#### Entries provided ####
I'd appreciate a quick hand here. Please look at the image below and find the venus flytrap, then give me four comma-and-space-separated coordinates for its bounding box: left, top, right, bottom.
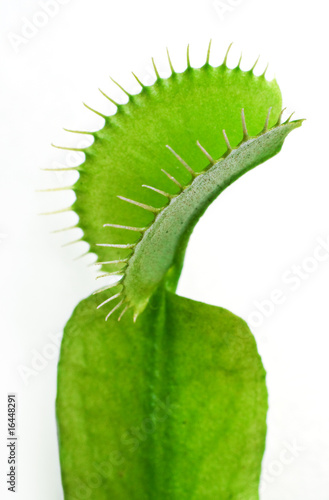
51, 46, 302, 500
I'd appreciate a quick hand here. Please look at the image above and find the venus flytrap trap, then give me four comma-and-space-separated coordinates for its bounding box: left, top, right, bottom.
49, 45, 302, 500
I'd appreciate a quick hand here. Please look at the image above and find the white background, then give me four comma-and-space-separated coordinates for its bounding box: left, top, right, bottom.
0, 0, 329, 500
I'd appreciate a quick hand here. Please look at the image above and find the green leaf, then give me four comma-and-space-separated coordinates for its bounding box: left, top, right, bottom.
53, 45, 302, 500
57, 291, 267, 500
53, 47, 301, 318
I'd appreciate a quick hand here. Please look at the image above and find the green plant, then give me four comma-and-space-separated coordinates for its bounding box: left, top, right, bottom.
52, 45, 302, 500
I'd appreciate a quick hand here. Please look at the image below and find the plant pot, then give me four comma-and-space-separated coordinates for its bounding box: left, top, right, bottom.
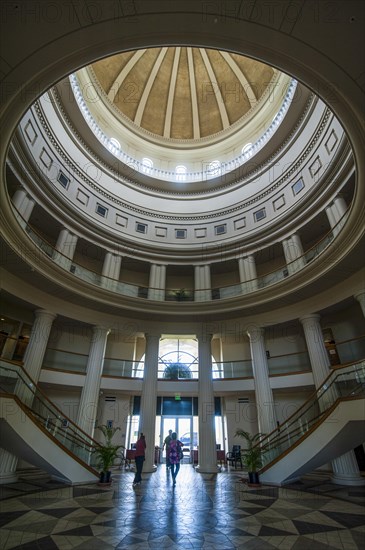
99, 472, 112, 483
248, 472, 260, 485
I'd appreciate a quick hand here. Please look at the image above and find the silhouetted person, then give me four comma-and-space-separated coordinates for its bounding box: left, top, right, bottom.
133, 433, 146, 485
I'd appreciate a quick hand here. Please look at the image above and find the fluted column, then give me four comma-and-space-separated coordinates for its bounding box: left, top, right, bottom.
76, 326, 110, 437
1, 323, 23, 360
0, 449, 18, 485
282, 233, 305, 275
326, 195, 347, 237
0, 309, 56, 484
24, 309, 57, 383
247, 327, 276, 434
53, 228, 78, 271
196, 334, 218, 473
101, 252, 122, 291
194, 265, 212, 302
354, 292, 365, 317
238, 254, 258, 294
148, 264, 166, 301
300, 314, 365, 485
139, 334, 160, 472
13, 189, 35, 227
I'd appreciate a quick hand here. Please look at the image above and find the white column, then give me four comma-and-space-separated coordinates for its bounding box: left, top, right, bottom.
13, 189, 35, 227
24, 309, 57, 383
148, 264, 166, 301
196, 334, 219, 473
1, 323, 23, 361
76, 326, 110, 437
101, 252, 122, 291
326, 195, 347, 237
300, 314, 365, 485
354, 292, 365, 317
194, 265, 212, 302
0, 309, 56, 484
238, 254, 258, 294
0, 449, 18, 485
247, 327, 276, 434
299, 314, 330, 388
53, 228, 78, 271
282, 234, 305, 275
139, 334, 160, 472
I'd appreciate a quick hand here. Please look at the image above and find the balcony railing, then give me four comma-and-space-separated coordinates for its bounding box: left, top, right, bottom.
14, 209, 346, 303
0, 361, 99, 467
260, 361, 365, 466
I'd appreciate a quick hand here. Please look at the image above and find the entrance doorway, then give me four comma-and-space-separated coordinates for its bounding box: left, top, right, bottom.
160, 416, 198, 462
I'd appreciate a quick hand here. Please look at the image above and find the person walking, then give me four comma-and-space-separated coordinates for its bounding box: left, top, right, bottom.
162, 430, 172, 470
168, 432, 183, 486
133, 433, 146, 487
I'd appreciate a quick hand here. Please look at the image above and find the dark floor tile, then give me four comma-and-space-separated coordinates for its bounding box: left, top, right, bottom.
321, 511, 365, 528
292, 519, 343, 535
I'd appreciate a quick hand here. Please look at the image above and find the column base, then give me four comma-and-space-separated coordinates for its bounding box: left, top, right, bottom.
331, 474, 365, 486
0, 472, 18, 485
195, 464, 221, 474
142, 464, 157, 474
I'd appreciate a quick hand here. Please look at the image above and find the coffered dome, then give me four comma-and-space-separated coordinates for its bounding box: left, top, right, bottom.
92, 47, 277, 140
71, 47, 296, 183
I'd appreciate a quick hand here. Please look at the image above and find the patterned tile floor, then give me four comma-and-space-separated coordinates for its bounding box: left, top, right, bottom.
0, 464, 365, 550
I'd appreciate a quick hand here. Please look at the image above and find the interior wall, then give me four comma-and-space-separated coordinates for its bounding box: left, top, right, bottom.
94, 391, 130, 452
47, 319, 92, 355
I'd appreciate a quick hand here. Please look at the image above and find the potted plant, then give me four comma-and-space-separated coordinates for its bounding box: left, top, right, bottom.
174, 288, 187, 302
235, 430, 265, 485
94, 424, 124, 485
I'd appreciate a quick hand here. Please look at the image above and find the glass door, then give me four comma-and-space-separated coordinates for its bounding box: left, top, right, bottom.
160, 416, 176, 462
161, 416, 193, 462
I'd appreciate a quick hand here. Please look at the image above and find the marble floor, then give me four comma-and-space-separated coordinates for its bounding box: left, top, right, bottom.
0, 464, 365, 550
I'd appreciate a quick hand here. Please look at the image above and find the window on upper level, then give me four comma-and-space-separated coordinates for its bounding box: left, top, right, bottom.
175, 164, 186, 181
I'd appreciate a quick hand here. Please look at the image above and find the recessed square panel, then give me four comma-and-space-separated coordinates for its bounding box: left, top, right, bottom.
####
Rewrite all the data above, swapping "bounding box" for "enclosing rectangle" and keeping everything else the same. Omit the pictures from your answer.

The completed task:
I'd appreciate a quick hand here. Please look at the image below and find the venus flytrap, then give me four comma-and-space-separated coordinates for its enclosing rectangle: left, top, right, bottom.
51, 46, 302, 500
I'd appreciate a quick hand here. Please look at the image above and find the venus flytrap trap, then give me four comma-and-space-separated coordinates for its enclosing rectangle: left, top, right, bottom.
49, 45, 302, 500
I'd appreciate a quick hand here. Please look at the image above and find the white background, then give me four comma-and-space-separated coordinates for its enclosing rectangle: left, top, right, bottom.
0, 0, 329, 500
I'd appreciate a quick hand here. Please look at the image above and find the green leaf, then give me four comma-and-space-separated coordinates for its enclosing rectangle: left, top, right, bottom.
53, 45, 302, 500
57, 291, 267, 500
53, 47, 301, 318
I'd appreciate a quick hand here. Please look at the image above and find the green plant, then give me four comma-and-space-separated coordinates for its enclosing rectangle: left, top, right, bottom.
52, 45, 302, 500
I'd appreciate a quick hand here. Please look at the image below and find the plant pot, then give me four comma-and-space-separated coordinates for its enclosing rectangle: left, top, right, bottom.
99, 472, 112, 483
248, 472, 260, 485
I'd appreciate a quick hand here. Please look at the image above and find the silhouetted person, then give me four comma-and-space-separated coordinates for its enclosing rectangle: left, top, right, bottom.
133, 433, 146, 485
I'd appreciate a quick hand here. Please look at the image above and find the fluted column, then give me four comma-and-space-separated coordinates for its enclosing rectangle: left, top, right, bottom.
76, 326, 110, 437
1, 323, 23, 360
0, 449, 18, 485
282, 233, 305, 275
326, 195, 347, 237
0, 309, 56, 484
24, 309, 57, 383
247, 327, 276, 434
53, 228, 78, 271
196, 334, 218, 473
101, 252, 122, 291
194, 265, 212, 302
354, 292, 365, 317
238, 254, 258, 294
148, 264, 166, 301
300, 314, 365, 485
139, 334, 160, 472
13, 189, 35, 227
I'd appreciate a quick hand here. Please look at the image above and find the white column, then give me four comma-and-space-separated coordinates for its enclosing rectangle: left, top, right, bottom.
13, 189, 35, 227
24, 309, 57, 383
148, 264, 166, 301
196, 334, 219, 473
1, 323, 23, 361
76, 326, 110, 437
101, 252, 122, 291
326, 195, 347, 237
300, 314, 365, 485
354, 292, 365, 317
194, 265, 212, 302
0, 309, 56, 484
238, 254, 258, 294
0, 449, 18, 485
247, 327, 276, 434
299, 314, 330, 388
53, 228, 78, 271
282, 234, 305, 275
139, 334, 160, 472
I'd appreciate a quick hand here. Please look at the image above and find the balcony railing, then give me four comma-and-space-separated coordinates for its enclosing rectangle: left, top, right, bottom.
14, 209, 346, 303
0, 361, 99, 467
260, 361, 365, 466
I'd appreciate a quick hand here. Please look at the image above and find the entrance doorway, then give me four comma-and-space-separated coordinates for its enclosing rectangle: left, top, right, bottom.
160, 416, 198, 462
I'd appreciate a quick hand here. Please look at the image above and find the person walking, then give me four comma-and-space-separated coordinates for its enclosing rectangle: left, top, right, bottom.
162, 430, 172, 470
168, 432, 183, 486
133, 433, 146, 487
I'd appreciate a quick hand here. Please look at the image above and find the dark floor tile, then give me four comma-and-space-separated coordinates for its enclosing rectangle: left, top, right, bottom.
321, 511, 365, 528
292, 519, 343, 535
I'd appreciate a quick hand here. Please look at the image above and find the column base, then give me four comma-and-space-separated coordinates for its enclosing rectangle: left, top, right, bottom.
331, 474, 365, 486
0, 472, 18, 485
195, 464, 221, 474
142, 464, 157, 474
I'd appreciate a quick hand here. Please look at the image above and find the coffered dome, then give me four comma-and-space-separated coordinates for its enclosing rectangle: left, top, right, bottom.
92, 47, 277, 140
71, 47, 296, 183
I'd appreciate a quick hand here. Please look at the image above and find the patterned tile floor, then give me four comma-and-space-separated coordinates for its enclosing rectangle: left, top, right, bottom.
0, 464, 365, 550
I'd appreciate a quick hand here. Please look at the image above and find the interior wall, then give me four comma-and-space-separated coordinates for its enclosing rectangle: left, top, right, bottom.
94, 391, 130, 452
47, 319, 92, 355
I'd appreciate a quick hand here. Please look at the image above and find the potted plant, then give me four comma-and-space-separated coordinates for its enclosing rectangle: left, top, right, bottom.
174, 288, 187, 302
235, 430, 265, 485
94, 424, 124, 485
I'd appreciate a quick hand here. Please look at the image above and find the glass door, then give me four comma-and-space-separated coordinates for its enclosing rectangle: left, top, right, bottom.
160, 416, 176, 462
161, 416, 193, 462
I'd appreciate a quick hand here. Please look at the image above and find the marble floor, then give me four comma-and-space-separated coordinates for its enclosing rectangle: left, top, right, bottom.
0, 464, 365, 550
I'd appreciate a quick hand here. Please look at the image above and find the window on upper level, then give me four comma-and-space-separated coordinates for its enclosing rectangle: left, top, right, bottom.
175, 164, 186, 181
I'd appreciate a quick hand here. Please look at the image above and find the recessed square panel, then give me four comma-and-space-separated coordinates for its enclosing rectangle: left, top, right, bottom.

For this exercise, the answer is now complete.